EXCERPTED DATA.
········

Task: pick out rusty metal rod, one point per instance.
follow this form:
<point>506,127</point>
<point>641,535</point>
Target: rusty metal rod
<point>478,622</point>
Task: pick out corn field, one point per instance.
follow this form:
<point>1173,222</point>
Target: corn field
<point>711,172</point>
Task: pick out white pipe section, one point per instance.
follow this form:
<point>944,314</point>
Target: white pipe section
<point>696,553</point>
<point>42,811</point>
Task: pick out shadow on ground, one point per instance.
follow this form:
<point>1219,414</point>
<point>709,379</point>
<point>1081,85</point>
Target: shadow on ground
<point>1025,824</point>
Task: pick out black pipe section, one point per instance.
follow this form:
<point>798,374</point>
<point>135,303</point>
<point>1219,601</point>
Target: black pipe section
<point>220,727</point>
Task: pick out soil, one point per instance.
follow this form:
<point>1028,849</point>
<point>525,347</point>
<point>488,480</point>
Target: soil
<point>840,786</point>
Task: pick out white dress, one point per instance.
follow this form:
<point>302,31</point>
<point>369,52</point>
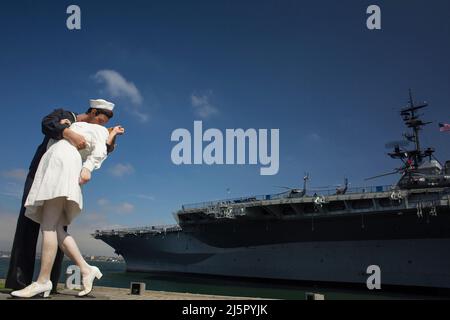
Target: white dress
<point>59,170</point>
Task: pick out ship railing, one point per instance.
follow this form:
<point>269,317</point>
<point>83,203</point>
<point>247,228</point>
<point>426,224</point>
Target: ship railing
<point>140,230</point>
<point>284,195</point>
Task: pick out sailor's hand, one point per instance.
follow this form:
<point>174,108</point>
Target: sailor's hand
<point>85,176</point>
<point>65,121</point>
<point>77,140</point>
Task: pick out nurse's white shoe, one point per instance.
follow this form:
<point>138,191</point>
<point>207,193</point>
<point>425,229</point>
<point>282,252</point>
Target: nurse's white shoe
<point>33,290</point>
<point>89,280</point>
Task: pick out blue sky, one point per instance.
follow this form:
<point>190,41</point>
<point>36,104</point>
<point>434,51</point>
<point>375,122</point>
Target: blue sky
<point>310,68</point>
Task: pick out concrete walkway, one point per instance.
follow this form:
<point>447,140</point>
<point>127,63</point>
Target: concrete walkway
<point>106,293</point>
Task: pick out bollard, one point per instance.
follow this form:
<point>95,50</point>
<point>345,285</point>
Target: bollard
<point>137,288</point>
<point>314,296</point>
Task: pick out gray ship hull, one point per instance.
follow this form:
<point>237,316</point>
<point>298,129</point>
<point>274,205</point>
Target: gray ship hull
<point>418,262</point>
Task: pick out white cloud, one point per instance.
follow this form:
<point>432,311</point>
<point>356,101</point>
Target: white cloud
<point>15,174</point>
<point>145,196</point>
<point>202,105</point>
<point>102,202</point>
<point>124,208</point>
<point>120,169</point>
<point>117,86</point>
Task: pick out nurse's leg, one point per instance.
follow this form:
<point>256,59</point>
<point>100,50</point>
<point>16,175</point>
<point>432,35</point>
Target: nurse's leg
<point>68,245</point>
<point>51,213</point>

········

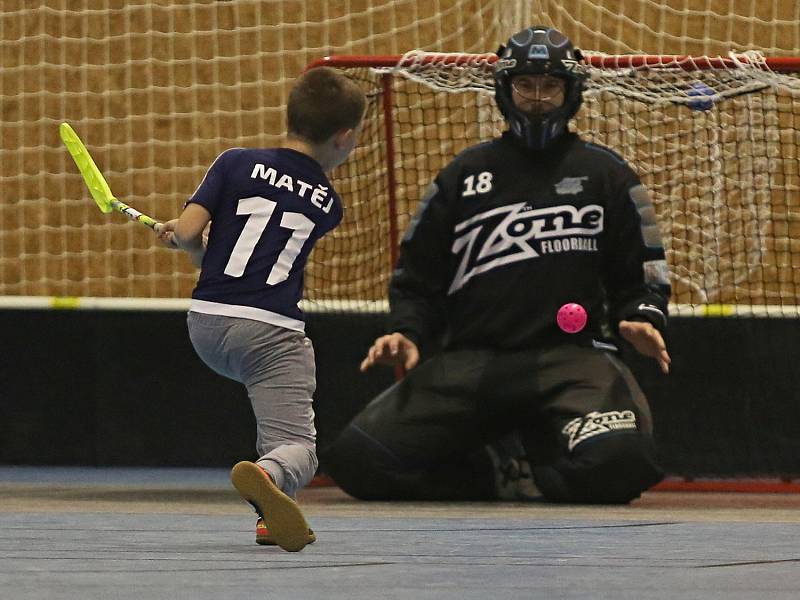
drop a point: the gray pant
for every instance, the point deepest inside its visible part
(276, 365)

········

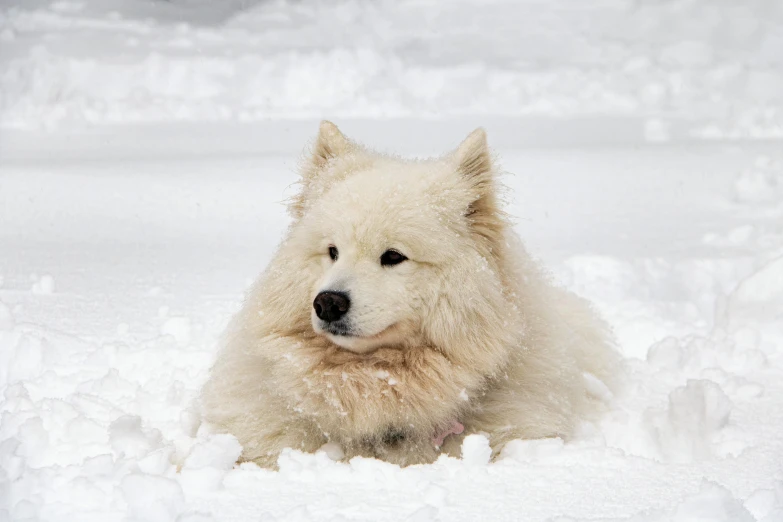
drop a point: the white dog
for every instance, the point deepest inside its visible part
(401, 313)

········

EXERCISE INSTRUCTIONS. Copy the lines from the one containing "Task: pick out gray" up to and including the one containing "<point>117,86</point>", keeping every character unchanged.

RESPONSE TO THIS EXERCISE.
Task: pick out gray ship hull, one point per instance.
follow this form:
<point>237,316</point>
<point>298,129</point>
<point>274,205</point>
Target: gray ship hull
<point>418,262</point>
Task: pick out white cloud, one point per instance.
follow this form:
<point>432,311</point>
<point>356,101</point>
Target: white cloud
<point>15,174</point>
<point>145,196</point>
<point>202,105</point>
<point>102,202</point>
<point>124,208</point>
<point>120,169</point>
<point>117,86</point>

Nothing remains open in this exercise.